(YOUR TASK) Rewrite the lines between the one holding "of the leafy" and the one holding "[(202, 203)]", inclusive, replacing "innermost" with "most central" everywhere it occurs and leaving everything else unchanged.

--------

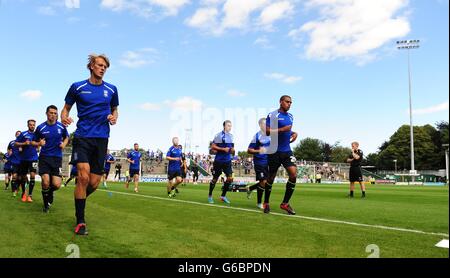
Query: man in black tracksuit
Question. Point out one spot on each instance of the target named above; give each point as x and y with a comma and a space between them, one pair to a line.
355, 160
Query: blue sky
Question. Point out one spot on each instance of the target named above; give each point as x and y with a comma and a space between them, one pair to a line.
181, 64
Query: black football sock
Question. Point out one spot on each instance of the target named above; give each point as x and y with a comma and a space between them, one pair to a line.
89, 191
225, 188
267, 191
46, 196
253, 187
211, 188
80, 205
260, 193
290, 187
31, 187
22, 185
13, 186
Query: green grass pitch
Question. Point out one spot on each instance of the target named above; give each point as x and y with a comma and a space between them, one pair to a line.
149, 225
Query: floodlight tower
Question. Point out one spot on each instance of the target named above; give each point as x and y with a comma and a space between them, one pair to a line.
409, 45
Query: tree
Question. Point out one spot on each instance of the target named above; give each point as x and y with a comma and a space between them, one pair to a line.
398, 147
243, 155
371, 160
327, 151
309, 149
340, 154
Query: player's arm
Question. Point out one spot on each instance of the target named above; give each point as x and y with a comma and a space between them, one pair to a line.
168, 157
114, 116
279, 130
294, 136
66, 120
219, 149
21, 144
129, 160
64, 143
356, 155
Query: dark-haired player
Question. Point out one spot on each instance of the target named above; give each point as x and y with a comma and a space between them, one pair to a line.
52, 137
258, 148
355, 160
279, 127
223, 145
134, 158
28, 160
15, 163
174, 175
97, 103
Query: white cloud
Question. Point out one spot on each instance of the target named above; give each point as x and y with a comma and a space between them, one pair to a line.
139, 58
148, 106
352, 28
432, 109
31, 95
275, 12
237, 12
283, 77
72, 4
236, 93
203, 18
218, 16
185, 104
145, 8
171, 6
263, 42
46, 10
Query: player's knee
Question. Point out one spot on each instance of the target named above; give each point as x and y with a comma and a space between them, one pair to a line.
83, 180
291, 184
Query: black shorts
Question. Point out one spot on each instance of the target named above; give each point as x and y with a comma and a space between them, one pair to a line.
222, 167
50, 166
134, 173
277, 159
92, 151
173, 174
262, 172
8, 170
356, 174
15, 168
27, 167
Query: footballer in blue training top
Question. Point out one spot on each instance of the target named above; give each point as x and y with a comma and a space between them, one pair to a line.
258, 148
279, 127
97, 102
174, 155
109, 159
7, 167
15, 162
52, 137
223, 146
28, 160
134, 158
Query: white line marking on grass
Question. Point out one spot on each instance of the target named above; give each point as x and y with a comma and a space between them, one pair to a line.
442, 244
284, 215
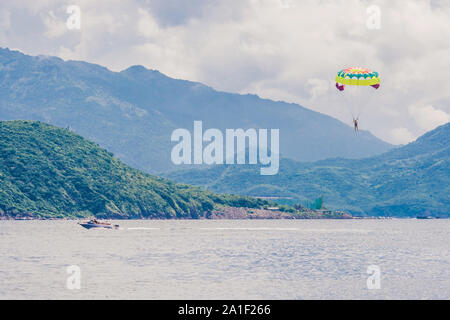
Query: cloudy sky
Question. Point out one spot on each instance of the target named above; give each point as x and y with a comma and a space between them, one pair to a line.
279, 49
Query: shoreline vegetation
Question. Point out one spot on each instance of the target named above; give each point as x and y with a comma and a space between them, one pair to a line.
225, 213
48, 172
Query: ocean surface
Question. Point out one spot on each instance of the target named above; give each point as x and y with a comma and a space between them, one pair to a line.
226, 259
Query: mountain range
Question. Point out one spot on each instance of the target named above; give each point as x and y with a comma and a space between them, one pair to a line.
133, 113
406, 181
49, 172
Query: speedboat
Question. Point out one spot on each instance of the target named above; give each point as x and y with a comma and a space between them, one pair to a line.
98, 224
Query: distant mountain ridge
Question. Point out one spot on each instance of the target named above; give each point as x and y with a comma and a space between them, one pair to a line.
132, 113
406, 181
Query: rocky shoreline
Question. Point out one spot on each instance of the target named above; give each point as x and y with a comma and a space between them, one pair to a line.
230, 213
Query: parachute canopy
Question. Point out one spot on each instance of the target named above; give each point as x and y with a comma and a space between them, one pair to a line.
356, 76
357, 87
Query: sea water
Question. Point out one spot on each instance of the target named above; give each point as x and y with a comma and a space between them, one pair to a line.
226, 259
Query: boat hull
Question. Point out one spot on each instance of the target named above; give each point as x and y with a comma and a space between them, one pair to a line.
94, 225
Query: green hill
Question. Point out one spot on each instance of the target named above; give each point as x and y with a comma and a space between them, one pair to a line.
49, 172
407, 181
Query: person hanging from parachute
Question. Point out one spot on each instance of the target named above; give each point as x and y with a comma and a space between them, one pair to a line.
355, 123
354, 81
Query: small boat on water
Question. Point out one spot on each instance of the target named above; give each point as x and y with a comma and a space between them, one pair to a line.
98, 224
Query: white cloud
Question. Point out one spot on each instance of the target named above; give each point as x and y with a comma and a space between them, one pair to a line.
279, 49
428, 117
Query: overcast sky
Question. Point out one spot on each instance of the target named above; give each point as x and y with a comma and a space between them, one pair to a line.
279, 49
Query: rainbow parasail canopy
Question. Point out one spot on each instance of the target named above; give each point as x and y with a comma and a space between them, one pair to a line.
356, 76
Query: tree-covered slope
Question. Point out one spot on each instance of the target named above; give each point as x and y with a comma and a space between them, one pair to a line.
407, 181
132, 113
49, 172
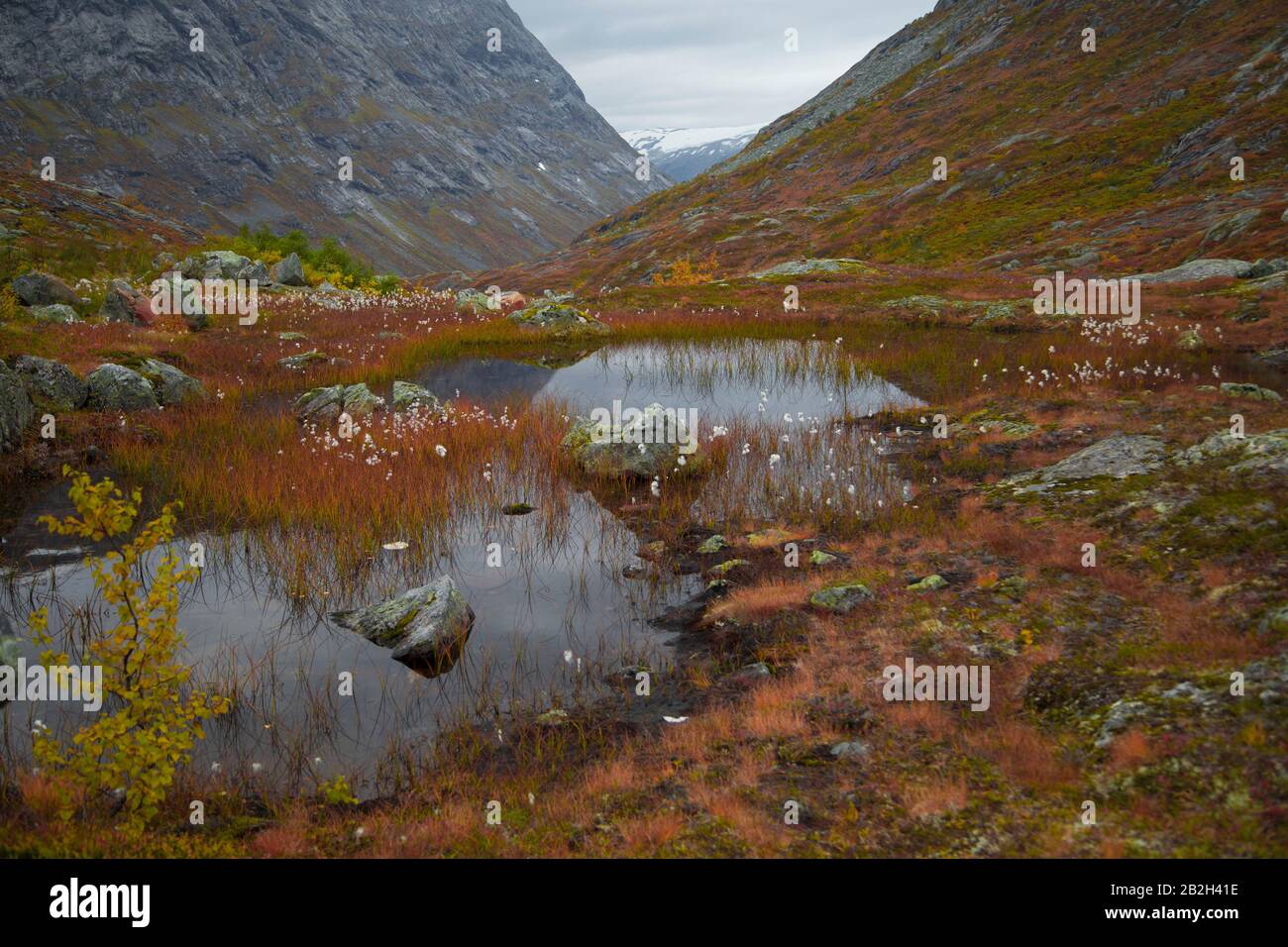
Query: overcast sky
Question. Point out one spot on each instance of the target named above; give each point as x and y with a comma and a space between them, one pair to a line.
697, 63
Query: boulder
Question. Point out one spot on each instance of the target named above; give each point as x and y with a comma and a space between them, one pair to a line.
16, 408
1199, 269
558, 320
408, 395
329, 402
43, 289
426, 628
52, 385
116, 388
841, 598
54, 312
288, 272
1236, 389
623, 450
1125, 455
303, 360
214, 264
473, 300
171, 385
124, 303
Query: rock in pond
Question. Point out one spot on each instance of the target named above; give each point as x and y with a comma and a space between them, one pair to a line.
52, 385
426, 628
116, 388
652, 444
329, 402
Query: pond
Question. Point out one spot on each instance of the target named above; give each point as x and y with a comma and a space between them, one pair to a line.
555, 617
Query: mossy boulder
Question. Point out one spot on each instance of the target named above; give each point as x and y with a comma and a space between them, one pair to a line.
16, 408
116, 388
841, 598
652, 444
558, 320
52, 385
407, 395
171, 385
426, 626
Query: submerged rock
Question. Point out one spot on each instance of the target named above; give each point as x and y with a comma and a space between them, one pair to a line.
52, 385
558, 320
16, 408
329, 402
426, 628
841, 598
1248, 390
647, 446
116, 388
407, 395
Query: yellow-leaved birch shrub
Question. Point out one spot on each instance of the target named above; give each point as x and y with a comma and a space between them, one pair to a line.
150, 720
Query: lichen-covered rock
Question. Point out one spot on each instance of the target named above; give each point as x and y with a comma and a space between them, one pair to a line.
841, 598
171, 385
1199, 269
288, 272
54, 312
43, 289
52, 385
558, 320
303, 360
16, 408
329, 402
116, 388
426, 628
473, 300
1236, 389
407, 395
1125, 455
636, 449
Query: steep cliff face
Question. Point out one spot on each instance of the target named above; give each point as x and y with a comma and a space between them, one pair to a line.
1054, 155
463, 158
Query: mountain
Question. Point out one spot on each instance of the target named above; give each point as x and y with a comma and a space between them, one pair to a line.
683, 154
463, 158
1117, 158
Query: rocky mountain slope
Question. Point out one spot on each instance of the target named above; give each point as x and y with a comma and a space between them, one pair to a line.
684, 154
463, 158
1112, 161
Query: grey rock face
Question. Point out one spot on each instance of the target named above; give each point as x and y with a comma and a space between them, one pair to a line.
426, 628
16, 408
1124, 455
171, 385
55, 312
116, 388
407, 395
43, 289
407, 88
52, 385
1199, 269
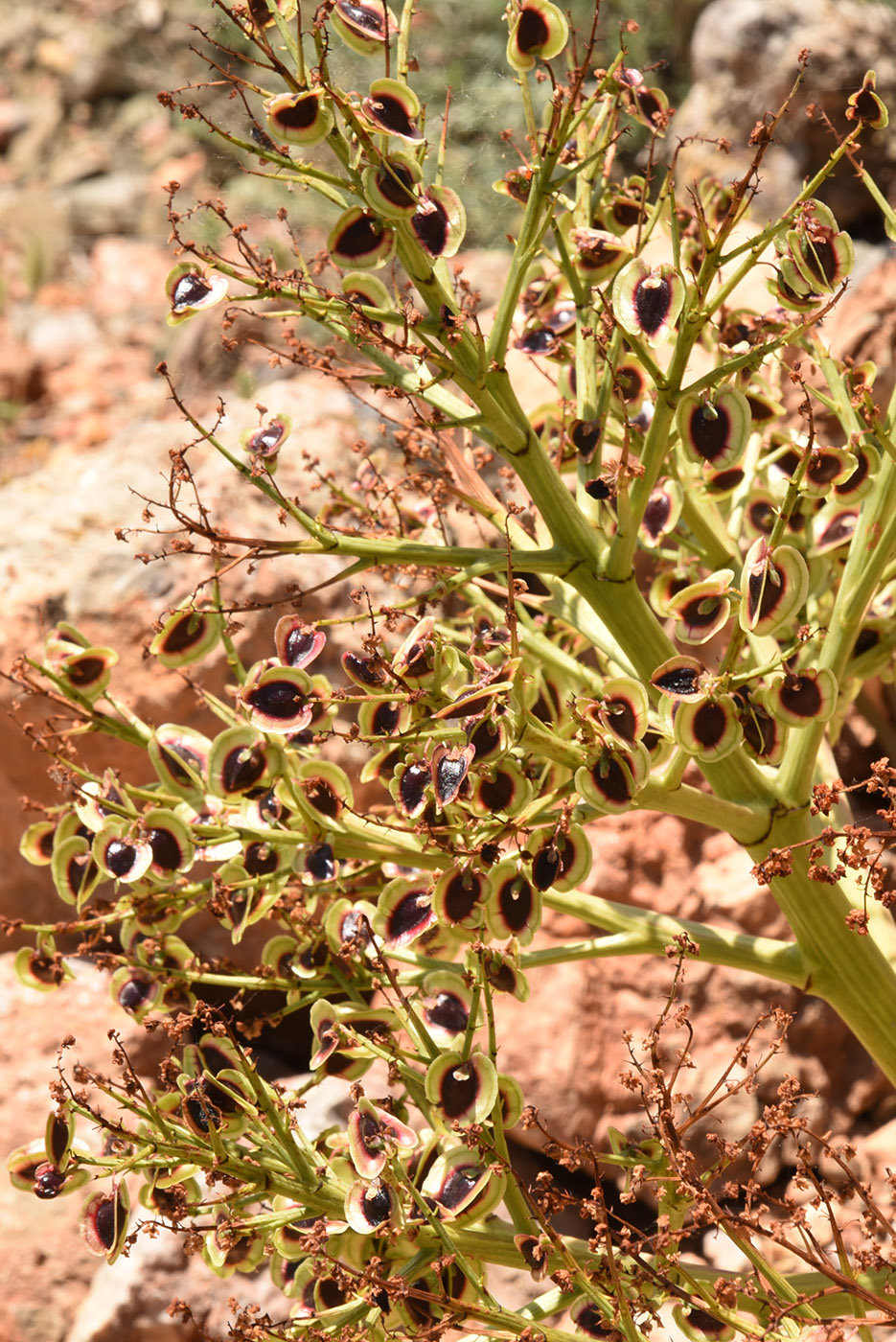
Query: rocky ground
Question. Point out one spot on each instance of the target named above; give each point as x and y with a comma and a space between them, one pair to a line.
86, 428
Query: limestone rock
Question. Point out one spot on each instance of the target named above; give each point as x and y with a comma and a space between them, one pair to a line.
745, 62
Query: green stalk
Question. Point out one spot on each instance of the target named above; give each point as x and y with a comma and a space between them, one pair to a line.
648, 933
852, 973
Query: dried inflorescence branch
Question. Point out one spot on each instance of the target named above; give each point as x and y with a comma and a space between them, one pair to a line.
396, 794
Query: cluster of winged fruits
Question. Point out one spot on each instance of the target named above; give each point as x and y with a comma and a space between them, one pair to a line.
517, 691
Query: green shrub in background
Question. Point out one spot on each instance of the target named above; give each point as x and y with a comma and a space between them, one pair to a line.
694, 584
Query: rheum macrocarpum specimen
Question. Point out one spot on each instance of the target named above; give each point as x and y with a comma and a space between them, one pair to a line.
661, 590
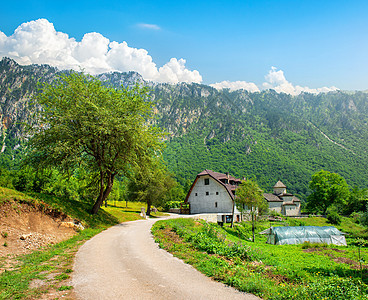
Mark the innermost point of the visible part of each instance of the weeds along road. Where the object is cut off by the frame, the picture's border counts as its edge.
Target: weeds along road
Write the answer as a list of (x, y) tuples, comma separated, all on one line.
[(124, 262)]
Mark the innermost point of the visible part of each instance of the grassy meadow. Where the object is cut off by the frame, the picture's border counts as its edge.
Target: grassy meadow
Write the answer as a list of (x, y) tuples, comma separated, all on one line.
[(48, 270), (306, 271)]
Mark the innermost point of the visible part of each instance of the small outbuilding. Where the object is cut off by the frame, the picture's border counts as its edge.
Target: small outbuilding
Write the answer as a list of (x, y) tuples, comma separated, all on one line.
[(299, 234)]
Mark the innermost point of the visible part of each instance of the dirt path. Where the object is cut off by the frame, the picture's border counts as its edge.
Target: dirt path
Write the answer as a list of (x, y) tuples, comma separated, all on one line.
[(124, 262)]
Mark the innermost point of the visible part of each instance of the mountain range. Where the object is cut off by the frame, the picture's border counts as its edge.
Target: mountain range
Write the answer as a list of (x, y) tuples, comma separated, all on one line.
[(265, 135)]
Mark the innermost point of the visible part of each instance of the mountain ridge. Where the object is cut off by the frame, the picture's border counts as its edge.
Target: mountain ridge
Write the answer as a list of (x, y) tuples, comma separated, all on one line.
[(266, 135)]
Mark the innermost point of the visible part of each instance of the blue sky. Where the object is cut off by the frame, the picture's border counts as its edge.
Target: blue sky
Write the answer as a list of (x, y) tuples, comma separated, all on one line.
[(315, 43)]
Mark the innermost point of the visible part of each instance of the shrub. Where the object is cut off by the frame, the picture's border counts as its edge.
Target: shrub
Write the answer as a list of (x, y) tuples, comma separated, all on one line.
[(333, 216), (307, 245), (172, 204)]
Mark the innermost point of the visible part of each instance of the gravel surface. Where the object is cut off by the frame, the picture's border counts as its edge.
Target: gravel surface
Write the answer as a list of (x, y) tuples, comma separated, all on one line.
[(124, 262)]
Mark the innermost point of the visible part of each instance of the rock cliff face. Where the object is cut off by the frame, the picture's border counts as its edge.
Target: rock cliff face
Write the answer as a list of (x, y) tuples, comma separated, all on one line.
[(267, 135)]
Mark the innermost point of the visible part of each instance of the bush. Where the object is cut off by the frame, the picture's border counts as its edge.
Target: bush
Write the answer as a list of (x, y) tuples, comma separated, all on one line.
[(356, 216), (172, 204), (333, 216)]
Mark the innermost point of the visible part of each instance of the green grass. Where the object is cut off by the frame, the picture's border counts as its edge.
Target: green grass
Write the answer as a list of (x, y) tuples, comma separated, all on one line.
[(53, 265), (269, 271)]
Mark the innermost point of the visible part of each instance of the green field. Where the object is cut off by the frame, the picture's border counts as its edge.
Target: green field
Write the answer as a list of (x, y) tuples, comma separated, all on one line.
[(304, 271), (53, 265)]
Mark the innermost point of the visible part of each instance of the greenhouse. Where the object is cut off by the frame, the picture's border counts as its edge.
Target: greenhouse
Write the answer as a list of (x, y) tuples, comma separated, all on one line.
[(299, 234)]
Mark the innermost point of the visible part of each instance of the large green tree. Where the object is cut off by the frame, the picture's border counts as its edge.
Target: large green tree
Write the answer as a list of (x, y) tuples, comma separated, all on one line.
[(85, 124), (249, 199), (327, 189)]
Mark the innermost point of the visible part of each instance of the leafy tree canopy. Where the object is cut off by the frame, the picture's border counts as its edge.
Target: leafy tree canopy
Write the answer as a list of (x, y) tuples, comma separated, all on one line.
[(88, 125), (327, 189)]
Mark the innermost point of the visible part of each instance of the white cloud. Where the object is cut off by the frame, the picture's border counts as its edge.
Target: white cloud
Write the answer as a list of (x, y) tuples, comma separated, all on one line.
[(149, 26), (276, 80), (37, 42), (236, 85)]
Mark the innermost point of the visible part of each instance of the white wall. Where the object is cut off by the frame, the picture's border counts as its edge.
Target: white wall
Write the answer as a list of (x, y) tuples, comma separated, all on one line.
[(202, 203)]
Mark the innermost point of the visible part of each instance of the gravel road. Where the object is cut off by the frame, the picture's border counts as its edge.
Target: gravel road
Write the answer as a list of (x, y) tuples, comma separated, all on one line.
[(124, 262)]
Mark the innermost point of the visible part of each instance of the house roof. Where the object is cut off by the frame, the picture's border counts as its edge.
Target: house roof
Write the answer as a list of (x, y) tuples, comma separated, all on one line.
[(279, 184), (278, 198), (217, 177), (272, 198)]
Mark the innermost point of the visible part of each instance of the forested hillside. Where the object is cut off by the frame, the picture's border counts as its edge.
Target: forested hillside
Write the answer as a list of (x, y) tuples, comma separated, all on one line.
[(265, 135)]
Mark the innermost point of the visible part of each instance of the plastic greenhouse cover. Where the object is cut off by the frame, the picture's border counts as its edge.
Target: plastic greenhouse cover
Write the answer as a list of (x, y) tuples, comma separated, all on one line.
[(301, 234)]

--------

(CORRECT RESPONSE)
Mark the most central point of the visible part of each instance of the leafy tree canopy. Where the object is cut off by the frame, the picture's border counts as its edge.
Target: leafy tree canopy
Write the answer as a list of (x, y) tuples, comma separated, all on one line.
[(88, 125), (327, 189)]
Mark the most central point of the visible part of each instance of the white cloud. Where the object is cut off by the frame, the picture's border counts as its edge.
Target: white cloud
Write the answer as a list of (x, y) tuples, comma separated, all on one line.
[(149, 26), (276, 80), (37, 42), (236, 85)]
Mark the most central point of the visible part of each instance of the white wall. Where the object is cut off by the frame, the picture's border counts as its edge.
Target: white wall
Write the answer as a list of (x, y) tuples, comma separated, all on one line.
[(202, 203)]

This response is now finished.